[Stored dataset items]
BEGIN
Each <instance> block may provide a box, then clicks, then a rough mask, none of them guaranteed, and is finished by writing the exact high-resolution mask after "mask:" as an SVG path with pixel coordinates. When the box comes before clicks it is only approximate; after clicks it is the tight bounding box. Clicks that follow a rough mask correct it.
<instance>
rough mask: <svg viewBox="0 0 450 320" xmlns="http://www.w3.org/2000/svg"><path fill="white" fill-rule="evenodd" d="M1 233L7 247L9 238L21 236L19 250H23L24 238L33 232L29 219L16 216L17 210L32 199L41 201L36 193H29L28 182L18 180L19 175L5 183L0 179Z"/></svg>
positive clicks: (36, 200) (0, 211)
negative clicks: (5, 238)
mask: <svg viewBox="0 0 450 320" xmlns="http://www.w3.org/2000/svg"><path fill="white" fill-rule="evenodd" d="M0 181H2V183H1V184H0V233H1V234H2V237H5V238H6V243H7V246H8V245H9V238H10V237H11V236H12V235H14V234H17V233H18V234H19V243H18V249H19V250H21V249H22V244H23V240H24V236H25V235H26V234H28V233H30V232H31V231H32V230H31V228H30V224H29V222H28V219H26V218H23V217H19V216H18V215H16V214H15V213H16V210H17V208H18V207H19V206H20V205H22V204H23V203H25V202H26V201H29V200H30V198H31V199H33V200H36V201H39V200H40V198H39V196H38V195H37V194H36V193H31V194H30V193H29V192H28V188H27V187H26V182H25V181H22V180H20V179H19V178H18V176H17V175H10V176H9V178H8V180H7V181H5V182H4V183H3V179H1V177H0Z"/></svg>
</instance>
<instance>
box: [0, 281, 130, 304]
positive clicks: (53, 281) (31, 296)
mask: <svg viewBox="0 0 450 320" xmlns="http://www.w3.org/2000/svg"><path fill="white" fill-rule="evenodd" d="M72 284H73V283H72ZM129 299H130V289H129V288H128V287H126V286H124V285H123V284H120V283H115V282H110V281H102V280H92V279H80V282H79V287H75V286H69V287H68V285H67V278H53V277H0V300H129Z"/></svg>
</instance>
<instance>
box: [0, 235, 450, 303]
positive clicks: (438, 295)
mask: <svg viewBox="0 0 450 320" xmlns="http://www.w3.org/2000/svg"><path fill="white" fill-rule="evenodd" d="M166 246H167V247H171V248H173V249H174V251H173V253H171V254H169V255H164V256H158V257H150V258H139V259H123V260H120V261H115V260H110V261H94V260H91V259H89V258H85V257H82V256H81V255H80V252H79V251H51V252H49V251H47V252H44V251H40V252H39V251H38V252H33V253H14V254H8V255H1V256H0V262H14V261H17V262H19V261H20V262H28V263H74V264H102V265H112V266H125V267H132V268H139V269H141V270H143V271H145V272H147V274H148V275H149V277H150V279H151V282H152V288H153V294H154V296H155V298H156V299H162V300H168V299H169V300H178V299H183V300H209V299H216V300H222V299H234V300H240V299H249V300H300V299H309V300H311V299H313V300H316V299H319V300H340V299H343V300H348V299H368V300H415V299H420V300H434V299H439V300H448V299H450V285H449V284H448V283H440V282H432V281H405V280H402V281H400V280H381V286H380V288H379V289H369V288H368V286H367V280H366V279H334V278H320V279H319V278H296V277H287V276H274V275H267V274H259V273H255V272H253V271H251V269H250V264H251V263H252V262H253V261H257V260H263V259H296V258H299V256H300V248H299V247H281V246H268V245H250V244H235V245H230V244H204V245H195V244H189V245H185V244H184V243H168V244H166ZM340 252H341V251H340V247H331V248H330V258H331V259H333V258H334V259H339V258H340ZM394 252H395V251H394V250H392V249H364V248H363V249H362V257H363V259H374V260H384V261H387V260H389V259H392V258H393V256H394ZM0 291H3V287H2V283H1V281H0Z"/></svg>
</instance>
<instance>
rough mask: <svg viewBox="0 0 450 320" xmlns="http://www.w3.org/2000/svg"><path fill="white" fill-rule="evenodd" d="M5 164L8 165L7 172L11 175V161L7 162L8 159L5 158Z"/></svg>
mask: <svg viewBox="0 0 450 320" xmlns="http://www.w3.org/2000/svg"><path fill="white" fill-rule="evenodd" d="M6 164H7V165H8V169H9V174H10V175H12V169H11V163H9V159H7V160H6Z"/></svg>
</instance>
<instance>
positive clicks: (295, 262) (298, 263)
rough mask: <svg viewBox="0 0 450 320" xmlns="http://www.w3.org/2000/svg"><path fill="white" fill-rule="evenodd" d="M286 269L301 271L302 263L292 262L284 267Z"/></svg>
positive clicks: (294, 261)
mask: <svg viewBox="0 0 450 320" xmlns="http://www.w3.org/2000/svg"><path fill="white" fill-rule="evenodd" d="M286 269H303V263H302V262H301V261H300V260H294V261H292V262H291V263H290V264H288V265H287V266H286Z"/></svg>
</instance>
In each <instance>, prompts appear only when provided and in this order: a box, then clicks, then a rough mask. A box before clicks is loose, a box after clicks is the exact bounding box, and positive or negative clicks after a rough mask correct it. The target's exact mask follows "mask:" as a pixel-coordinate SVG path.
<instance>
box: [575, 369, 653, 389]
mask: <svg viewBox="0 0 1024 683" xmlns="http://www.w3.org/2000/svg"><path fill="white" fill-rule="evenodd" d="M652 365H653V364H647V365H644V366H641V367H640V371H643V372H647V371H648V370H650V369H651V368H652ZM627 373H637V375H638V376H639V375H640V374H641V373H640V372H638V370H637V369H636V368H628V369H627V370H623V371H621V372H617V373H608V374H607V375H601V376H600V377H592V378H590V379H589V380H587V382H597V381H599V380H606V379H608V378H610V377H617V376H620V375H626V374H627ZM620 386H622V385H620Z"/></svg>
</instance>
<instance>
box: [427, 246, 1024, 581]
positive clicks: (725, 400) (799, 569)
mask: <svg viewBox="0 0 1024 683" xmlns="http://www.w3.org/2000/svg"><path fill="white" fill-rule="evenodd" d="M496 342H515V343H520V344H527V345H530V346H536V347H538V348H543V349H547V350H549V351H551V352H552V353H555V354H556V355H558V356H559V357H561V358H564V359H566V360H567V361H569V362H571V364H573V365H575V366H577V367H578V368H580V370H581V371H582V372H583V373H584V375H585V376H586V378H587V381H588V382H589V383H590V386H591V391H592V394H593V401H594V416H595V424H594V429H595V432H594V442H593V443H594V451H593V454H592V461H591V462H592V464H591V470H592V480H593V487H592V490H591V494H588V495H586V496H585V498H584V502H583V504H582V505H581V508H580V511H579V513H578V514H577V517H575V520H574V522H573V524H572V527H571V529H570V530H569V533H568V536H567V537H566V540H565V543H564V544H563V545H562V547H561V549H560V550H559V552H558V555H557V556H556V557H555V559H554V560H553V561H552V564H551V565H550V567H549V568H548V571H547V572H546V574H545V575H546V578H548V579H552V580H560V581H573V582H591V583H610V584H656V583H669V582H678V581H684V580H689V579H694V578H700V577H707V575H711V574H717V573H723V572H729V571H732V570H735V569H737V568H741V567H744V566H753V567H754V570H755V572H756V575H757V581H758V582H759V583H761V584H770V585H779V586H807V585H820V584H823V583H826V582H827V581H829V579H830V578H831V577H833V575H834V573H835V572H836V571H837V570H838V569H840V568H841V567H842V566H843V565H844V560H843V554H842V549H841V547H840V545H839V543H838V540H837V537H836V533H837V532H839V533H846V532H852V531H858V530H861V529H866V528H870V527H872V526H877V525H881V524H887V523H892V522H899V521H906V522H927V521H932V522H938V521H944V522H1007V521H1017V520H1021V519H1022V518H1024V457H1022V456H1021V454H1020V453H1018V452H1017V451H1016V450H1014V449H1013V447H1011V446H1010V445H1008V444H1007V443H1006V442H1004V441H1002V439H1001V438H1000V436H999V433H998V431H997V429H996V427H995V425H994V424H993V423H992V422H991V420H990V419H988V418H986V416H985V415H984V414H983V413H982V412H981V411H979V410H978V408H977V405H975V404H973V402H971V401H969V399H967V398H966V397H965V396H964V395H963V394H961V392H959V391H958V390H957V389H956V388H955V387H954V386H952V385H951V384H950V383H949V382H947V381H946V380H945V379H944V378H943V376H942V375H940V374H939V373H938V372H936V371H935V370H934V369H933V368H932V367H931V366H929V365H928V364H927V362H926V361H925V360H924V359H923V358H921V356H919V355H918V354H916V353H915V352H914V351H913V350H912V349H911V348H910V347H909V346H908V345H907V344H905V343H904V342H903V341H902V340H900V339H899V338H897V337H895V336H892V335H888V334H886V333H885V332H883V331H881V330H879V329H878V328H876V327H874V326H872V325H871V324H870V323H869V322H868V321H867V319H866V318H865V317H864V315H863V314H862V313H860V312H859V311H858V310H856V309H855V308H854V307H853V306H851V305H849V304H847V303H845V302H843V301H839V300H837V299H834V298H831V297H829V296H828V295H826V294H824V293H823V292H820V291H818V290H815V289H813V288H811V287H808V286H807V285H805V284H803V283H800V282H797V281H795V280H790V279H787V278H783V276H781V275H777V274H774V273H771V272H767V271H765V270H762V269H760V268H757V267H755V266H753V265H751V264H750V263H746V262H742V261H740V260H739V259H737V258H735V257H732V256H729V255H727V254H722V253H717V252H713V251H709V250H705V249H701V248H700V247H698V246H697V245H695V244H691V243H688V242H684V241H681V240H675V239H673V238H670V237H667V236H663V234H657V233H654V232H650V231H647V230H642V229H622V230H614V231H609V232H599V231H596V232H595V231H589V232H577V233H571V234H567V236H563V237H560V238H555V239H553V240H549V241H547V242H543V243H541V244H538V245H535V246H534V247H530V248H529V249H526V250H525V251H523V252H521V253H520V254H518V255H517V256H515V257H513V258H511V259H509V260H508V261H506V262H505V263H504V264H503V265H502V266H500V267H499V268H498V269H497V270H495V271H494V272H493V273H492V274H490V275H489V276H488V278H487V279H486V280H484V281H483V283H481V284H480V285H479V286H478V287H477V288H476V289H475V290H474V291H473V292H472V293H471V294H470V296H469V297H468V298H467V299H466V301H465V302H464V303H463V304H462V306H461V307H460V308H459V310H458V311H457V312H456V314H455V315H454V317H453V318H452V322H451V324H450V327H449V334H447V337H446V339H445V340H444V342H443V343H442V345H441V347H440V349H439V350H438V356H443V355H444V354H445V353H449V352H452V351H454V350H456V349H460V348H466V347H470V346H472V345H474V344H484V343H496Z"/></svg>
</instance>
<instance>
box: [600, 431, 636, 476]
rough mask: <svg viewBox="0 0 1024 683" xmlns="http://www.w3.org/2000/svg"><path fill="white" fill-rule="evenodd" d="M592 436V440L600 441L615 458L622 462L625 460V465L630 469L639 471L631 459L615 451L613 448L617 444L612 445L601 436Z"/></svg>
END
→ **Problem details**
Looking at the data above, write out exactly the lines that start at the one containing "positive clicks: (53, 281) (31, 296)" and end at the one containing "box: [0, 235, 450, 303]"; include both and nothing beyond.

→ **Response area**
positive clicks: (53, 281) (31, 296)
mask: <svg viewBox="0 0 450 320" xmlns="http://www.w3.org/2000/svg"><path fill="white" fill-rule="evenodd" d="M72 284H73V283H72ZM129 299H130V289H129V288H128V287H126V286H124V285H123V284H120V283H115V282H110V281H102V280H92V279H80V282H79V287H75V286H69V287H68V285H67V278H53V277H0V300H129Z"/></svg>
</instance>
<instance>
box: [0, 235, 450, 303]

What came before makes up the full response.